== REQUEST ==
Count the lines in the entries below that contain the string "belt". Matching is case-sensitive, and the reply should be only the number.

== MATERIAL ==

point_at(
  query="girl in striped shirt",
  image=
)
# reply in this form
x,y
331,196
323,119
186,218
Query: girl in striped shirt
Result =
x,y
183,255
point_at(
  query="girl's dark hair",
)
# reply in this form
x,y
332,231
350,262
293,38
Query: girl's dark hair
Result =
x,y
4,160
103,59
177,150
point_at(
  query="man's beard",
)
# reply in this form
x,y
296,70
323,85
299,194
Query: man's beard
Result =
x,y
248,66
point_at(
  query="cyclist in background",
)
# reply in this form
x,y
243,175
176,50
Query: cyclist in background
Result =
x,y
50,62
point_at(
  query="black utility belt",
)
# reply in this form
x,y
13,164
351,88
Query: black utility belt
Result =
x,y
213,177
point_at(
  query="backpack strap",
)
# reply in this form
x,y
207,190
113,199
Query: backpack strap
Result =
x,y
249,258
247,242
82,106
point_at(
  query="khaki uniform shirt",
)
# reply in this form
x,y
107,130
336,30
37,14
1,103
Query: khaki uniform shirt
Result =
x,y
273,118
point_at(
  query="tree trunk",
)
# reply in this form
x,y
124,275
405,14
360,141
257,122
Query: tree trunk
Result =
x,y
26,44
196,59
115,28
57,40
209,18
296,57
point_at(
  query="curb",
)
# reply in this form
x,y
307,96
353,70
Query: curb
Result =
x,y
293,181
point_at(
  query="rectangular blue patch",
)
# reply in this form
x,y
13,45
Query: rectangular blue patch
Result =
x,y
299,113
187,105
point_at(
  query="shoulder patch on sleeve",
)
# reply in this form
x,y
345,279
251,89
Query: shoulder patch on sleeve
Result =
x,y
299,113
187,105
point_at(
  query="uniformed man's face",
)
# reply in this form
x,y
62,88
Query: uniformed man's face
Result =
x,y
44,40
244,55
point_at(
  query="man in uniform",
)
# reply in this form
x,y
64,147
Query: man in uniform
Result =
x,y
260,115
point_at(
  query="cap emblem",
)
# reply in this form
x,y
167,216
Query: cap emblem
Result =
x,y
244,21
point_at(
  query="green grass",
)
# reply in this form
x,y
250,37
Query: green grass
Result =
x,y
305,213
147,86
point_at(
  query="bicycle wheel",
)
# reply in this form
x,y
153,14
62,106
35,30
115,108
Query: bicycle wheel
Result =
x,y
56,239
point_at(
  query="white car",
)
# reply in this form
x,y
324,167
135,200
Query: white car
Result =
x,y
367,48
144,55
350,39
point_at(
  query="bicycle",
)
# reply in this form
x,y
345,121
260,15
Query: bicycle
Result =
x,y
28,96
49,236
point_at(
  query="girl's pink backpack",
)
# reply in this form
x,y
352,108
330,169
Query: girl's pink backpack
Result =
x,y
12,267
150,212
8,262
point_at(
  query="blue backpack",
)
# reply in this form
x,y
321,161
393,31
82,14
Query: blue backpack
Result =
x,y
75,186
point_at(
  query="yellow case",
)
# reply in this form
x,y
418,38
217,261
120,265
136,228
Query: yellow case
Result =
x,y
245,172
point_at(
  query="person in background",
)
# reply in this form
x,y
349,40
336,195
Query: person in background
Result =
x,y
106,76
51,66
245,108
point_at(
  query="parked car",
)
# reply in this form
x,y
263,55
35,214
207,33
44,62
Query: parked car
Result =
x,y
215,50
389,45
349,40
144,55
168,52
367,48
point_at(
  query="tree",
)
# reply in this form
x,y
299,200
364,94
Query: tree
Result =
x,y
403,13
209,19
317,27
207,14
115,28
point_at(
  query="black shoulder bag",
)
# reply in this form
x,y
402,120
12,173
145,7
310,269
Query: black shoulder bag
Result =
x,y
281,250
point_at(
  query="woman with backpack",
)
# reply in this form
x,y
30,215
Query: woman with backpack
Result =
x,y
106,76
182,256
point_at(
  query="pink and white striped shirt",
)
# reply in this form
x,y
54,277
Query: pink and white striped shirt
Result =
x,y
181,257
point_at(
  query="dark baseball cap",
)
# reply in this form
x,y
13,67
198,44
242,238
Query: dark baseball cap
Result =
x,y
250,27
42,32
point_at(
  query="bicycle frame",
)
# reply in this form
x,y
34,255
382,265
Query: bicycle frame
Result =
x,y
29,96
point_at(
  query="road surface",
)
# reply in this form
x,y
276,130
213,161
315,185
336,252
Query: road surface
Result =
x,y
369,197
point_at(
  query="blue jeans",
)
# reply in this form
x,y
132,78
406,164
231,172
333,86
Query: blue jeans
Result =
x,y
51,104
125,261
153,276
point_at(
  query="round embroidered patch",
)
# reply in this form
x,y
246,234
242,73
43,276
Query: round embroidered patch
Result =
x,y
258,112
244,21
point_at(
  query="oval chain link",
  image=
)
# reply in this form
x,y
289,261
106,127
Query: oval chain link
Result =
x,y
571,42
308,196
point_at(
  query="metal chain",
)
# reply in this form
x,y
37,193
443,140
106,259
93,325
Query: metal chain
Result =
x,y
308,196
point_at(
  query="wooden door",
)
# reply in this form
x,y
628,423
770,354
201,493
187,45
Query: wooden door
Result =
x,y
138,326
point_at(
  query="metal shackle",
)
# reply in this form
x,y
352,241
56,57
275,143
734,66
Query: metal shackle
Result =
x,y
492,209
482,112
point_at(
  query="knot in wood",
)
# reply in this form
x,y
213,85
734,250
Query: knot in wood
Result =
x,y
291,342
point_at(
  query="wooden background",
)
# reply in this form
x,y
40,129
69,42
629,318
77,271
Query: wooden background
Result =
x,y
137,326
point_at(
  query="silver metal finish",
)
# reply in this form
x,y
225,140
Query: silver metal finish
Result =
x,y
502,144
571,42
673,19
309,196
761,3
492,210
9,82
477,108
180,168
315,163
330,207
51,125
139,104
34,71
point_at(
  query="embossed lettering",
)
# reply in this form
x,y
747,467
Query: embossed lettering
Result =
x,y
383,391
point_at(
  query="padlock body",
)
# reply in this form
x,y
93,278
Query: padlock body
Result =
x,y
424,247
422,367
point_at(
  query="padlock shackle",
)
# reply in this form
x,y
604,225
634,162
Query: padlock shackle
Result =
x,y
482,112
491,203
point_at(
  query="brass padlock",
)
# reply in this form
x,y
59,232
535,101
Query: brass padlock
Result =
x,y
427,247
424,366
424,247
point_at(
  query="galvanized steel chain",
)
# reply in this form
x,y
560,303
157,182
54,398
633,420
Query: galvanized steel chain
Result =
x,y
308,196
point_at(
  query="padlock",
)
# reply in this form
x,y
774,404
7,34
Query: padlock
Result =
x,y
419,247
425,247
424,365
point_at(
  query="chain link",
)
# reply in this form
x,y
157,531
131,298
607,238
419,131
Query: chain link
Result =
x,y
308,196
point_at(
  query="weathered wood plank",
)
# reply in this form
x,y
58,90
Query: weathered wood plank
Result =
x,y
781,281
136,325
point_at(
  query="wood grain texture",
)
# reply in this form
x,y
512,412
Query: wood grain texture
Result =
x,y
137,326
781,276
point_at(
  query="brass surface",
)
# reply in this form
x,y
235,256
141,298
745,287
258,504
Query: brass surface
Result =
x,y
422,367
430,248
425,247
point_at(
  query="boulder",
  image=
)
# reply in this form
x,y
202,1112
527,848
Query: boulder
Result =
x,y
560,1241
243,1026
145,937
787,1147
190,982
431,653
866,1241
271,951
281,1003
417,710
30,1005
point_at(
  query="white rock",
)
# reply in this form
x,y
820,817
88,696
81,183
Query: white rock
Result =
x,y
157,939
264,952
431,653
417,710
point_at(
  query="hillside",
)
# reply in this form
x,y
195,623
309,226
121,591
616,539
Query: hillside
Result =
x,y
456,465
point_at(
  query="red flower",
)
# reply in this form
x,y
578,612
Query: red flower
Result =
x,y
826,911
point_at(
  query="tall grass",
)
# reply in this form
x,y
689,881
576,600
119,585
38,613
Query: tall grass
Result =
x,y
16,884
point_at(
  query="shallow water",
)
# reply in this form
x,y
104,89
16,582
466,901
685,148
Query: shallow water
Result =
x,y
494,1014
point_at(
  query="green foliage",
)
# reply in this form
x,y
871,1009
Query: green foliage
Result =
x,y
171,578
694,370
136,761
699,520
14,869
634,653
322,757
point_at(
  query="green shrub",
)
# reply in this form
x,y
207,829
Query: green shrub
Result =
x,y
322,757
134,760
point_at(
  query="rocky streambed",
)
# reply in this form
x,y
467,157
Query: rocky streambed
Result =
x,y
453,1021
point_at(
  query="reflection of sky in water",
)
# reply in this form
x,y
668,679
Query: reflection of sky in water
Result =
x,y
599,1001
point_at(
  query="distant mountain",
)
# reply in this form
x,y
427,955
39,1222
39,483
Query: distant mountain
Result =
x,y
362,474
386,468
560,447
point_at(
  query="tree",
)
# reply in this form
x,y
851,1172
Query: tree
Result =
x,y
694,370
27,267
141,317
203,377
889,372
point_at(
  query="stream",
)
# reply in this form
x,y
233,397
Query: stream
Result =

== IN RESPONSE ==
2